**Image-backed grounding data:**
=-=-=

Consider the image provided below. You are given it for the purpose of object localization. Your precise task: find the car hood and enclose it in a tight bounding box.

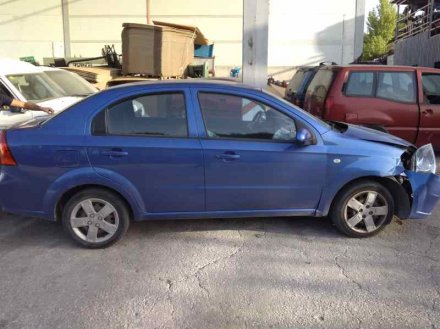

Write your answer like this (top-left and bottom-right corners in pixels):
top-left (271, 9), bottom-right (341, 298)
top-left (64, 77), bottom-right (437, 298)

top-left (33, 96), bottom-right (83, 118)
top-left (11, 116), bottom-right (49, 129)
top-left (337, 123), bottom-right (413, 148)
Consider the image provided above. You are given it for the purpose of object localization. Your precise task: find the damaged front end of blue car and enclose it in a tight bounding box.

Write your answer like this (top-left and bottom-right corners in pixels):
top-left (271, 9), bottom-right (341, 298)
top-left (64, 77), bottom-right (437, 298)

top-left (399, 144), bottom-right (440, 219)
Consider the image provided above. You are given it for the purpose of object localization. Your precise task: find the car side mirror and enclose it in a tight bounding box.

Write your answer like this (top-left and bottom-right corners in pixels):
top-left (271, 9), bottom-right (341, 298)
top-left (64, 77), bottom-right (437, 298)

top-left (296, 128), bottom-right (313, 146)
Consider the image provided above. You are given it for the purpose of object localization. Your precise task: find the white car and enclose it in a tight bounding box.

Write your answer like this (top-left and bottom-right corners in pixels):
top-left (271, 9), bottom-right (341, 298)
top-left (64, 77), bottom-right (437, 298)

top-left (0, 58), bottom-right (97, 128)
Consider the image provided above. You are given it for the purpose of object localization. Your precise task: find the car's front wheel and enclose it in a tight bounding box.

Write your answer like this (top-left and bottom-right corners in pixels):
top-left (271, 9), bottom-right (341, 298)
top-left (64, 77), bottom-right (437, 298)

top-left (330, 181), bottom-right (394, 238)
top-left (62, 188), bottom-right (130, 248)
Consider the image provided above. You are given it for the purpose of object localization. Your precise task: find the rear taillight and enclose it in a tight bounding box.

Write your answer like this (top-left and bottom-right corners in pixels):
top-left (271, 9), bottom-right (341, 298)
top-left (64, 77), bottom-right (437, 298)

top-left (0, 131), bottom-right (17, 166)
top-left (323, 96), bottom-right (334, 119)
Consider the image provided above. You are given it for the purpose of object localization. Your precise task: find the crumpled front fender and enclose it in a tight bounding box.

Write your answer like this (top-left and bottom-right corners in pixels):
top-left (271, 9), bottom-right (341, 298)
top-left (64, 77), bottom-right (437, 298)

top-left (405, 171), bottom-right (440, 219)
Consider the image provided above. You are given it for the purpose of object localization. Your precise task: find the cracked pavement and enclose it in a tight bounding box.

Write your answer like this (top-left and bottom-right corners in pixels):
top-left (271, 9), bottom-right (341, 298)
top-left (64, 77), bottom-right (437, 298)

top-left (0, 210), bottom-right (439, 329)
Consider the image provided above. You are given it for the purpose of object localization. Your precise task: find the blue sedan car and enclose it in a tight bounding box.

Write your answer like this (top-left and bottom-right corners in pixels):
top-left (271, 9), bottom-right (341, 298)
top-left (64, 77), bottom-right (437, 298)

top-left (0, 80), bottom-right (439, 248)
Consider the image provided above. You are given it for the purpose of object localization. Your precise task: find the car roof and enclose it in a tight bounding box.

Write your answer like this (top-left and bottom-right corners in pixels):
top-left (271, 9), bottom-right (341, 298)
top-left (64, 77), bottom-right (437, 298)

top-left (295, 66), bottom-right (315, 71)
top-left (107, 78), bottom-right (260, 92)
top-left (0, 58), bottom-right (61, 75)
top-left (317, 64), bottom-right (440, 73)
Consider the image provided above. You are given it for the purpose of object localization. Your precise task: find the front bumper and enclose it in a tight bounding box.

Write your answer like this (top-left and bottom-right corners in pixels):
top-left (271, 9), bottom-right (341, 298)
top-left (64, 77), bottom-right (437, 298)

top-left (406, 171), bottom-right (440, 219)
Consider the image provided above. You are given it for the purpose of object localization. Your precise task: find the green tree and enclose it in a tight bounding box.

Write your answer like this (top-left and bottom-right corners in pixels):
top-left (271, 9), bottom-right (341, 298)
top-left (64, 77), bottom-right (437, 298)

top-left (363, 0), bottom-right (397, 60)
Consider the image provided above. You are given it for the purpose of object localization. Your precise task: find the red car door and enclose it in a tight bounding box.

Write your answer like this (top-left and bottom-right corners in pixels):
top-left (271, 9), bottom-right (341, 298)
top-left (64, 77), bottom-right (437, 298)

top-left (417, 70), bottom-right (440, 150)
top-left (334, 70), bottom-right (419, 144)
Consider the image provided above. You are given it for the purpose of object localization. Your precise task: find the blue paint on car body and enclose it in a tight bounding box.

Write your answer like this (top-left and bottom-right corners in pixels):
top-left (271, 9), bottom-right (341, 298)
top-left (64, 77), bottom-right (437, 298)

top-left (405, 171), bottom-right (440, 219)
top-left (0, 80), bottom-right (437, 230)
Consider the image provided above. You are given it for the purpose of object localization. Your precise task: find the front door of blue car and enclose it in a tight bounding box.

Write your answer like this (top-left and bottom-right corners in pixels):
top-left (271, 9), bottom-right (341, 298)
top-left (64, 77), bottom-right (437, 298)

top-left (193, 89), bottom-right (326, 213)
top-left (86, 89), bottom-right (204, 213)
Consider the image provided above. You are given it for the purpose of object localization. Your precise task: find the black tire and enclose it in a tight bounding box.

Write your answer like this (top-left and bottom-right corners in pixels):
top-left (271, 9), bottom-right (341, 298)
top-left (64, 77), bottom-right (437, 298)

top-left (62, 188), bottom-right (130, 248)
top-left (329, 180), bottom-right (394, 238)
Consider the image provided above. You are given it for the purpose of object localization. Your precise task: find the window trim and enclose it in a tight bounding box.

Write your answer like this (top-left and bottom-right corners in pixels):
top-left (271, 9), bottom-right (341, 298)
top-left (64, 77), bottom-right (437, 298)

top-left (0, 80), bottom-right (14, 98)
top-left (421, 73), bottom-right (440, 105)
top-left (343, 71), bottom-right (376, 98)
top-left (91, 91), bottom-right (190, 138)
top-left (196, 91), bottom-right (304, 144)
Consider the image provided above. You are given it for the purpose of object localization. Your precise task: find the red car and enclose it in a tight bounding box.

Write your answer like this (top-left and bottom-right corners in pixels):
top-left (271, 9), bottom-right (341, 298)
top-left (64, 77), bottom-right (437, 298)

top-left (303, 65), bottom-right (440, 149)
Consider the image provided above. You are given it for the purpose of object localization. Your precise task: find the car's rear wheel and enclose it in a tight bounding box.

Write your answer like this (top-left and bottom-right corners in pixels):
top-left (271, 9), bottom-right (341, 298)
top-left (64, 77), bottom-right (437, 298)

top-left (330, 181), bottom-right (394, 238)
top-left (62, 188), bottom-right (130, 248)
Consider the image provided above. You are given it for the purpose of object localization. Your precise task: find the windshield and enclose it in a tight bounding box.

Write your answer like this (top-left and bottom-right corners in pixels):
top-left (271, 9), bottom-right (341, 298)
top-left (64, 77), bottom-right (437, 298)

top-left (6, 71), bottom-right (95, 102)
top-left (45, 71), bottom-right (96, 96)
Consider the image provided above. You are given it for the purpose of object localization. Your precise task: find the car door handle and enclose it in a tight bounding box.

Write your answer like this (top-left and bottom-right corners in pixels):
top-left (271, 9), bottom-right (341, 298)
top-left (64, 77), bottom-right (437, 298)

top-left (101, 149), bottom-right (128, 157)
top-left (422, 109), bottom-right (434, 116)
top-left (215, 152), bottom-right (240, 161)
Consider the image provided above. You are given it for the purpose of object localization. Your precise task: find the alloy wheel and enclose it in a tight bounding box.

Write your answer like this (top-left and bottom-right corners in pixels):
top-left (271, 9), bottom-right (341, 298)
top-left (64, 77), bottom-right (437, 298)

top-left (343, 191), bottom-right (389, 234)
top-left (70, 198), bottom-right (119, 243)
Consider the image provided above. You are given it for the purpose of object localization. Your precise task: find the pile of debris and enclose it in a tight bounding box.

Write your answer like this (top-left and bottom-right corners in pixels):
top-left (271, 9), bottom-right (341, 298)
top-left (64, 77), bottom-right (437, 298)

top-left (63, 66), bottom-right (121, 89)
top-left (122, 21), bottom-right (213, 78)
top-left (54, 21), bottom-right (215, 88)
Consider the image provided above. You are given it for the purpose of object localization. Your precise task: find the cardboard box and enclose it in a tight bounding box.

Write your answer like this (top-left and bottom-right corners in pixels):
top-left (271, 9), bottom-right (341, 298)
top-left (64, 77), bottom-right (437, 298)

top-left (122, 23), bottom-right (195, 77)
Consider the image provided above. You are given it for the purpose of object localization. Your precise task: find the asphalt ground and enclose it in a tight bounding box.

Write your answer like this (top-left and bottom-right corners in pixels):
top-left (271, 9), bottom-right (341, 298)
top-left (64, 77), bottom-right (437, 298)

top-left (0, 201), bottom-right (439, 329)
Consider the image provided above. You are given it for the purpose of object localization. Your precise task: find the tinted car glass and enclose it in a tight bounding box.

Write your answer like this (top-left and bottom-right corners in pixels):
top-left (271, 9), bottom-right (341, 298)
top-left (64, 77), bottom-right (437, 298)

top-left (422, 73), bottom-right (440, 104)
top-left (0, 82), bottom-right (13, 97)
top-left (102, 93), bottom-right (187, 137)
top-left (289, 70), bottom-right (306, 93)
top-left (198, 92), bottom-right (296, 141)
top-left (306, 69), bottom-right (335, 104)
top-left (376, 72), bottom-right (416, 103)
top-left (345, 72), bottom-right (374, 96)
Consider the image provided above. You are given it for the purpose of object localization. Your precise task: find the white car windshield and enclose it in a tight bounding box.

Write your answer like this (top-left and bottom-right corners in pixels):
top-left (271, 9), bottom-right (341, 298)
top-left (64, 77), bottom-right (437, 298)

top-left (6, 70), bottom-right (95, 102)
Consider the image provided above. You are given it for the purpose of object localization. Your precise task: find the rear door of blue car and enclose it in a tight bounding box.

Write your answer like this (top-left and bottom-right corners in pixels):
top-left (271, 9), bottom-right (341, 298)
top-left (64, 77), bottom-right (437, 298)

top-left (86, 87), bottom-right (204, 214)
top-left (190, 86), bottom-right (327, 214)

=-=-=

**TASK DETAILS:** Using the records above, pull out each line where the word "rear" occurs.

**TASK RESPONSE:**
Consider the image provided above. You are given it for the purpose of object localization. Your precise task: find the rear taillight and enclose it in a tight bounding box.
Consider the image provided above. You are given it for the purpose of object localization. Your precise task: find the car's rear wheel and enclose it in a tight bounding box.
Consider the image provided above. You are given it for the purpose of object localization. Your precise task: find the rear door of blue car and enclose it in a tight bounding box.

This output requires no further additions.